▸ TEXTAUSZUG:
• • • • • • •

Beitrag von bigben »

Hallo,

mit R Version 4.1 ist die native Pipe als denkbare Konkurrenz zur magrittr Pipe eingeführt worden und ich frage mich, welchen Sinn die zweite Pipe hat und ob sie sich durchsetzen wird. Klar ist, sie funktioniert anders: "The simple form of the forward pipe inserts the left-hand side as the first argument in the right-hand side call."

Das kann man beispielsweise beim Benchmarking sehen:

Code: Alles auswählen

library(microbenchmark)
library(magrittr)
bm <- microbenchmark(
         1:500 |> sqrt(),
         1:500 %>% sqrt,
         times = 10000
      )
print(bm)
boxplot(bm)
gibt bei mir aus:

Code: Alles auswählen

> print(bm)
Unit: microseconds
           expr min  lq    mean median  uq    max neval
    sqrt(1:500) 3.5 4.0 6.56177    4.3 5.3 9544.4 10000
 1:500 %>% sqrt 5.7 6.3 9.56969    6.7 8.5 6211.7 10000
Man erkennt an der Ausgabe, dass die native Pipe vor der Evaluation durch microbenchmark angewendet wurde, während die magrittr Pipe jedes Mal neu evaluiert werden muss. Dementsprechend läuft die native Pipe dann auch um Nanosekunden schneller. Nagut, ich habe Schwierigkeiten mir vorzustellen, unter welchen Umständen das ausschlaggebend wäre. Der Geschwindigkeitsvorteil durch das Weglassen eines library Aufrufs ist da -wenn überhaupt- wahrscheinlich eher zu merken.

• • • • • • •

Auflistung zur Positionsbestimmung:

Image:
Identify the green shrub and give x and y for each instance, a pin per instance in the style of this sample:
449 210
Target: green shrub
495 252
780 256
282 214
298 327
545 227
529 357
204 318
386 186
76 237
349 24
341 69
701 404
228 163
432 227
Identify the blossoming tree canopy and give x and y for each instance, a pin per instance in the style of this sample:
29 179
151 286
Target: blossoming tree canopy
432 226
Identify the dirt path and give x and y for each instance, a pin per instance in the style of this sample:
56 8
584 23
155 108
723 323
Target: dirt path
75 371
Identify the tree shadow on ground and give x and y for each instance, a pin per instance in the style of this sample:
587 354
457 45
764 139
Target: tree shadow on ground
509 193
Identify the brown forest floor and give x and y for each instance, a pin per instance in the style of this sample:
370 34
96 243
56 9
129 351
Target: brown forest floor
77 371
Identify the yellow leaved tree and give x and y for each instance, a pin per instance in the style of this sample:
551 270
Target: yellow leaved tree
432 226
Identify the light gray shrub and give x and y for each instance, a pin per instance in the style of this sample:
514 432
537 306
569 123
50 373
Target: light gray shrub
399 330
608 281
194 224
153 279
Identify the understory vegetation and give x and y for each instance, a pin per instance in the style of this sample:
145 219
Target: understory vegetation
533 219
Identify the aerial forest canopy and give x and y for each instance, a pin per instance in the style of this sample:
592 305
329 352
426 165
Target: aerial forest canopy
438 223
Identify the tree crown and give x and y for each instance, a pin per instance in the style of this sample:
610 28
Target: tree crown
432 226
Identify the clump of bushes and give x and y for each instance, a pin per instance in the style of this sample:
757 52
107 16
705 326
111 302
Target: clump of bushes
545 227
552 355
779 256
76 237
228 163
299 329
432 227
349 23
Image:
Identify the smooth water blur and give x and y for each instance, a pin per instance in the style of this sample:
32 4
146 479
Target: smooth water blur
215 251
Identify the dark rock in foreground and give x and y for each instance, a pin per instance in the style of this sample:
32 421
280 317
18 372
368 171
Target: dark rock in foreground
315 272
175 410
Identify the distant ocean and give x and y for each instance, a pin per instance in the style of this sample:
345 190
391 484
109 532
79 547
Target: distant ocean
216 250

• • • • • • •

▸ ZU BEARBEITENDE AUFGABEN:
1) Schreibe die Auflistung von der Zeile mit „Identify the clump“ bis zu ihrem Ende neu, ersetze dabei „Target“ durch „Objekt“ und lass alles andere unverändert.
2) Setze den Textauszug über die native Pipe und die magrittr-Pipe in R nach seinem letzten Satz fort.
Textauszug und Auflistung stammen aus unterschiedlichen Quellen.

▸ DIE ANTWORTEN:
1)
Identify the clump of bushes and give x and y for each instance, a pin per instance in the style of this sample:
757 52
107 16
705 326
111 302
Objekt: clump of bushes
545 227
552 355
779 256
76 237
228 163
299 329
432 227
349 23
Image:
Identify the smooth water blur and give x and y for each instance, a pin per instance in the style of this sample:
32 4
146 479
Objekt: smooth water blur
215 251
Identify the dark rock in foreground and give x and y for each instance, a pin per instance in the style of this sample:
32 421
280 317
18 372
368 171
Objekt: dark rock in foreground
315 272
175 410
Identify the distant ocean and give x and y for each instance, a pin per instance in the style of this sample:
345 190
391 484
109 532
79 547
Objekt: distant ocean
216 250

2)
Die Dokumentationsseite zur Pipe schreibt "The forward pipe operator is motivated by the pipe introduced in the magrittr package, but is more streamlined. " Das wird Athomas gefallen, dass hier auf die Quelle des Gedankens verwiesen wird. Aber kann mir vielleicht jemand erklären, was streamlined in diesem Kontext heißt?

Der von jogo unter Aktuelles zum Thema verlinkte Blog schreibt über die native Pipe:
The new operator is nicer to type, and should be both more efficient and easier to debug, than the {magrittr} pipe.
Sieht jemand bessere Debugging Möglichkeiten? Ich gebe gerne zu, dass Debugging bei mir oft das Einfügen von print-Kommandos ist. Auf dem Niveau sehe ich die Vorteile nicht, aber ich könnte mir schon denken, dass bei der Verwendung von debug() entstehen?

Auf der Gegenseite der Waage hat magrittr einfach einen riesigen Popularitätsvorsprung. Zigtausende Blogs und Erklärungen im Netz, die es schon nutzen und dann noch den Punkt-Operator.

Wie seht Ihr das?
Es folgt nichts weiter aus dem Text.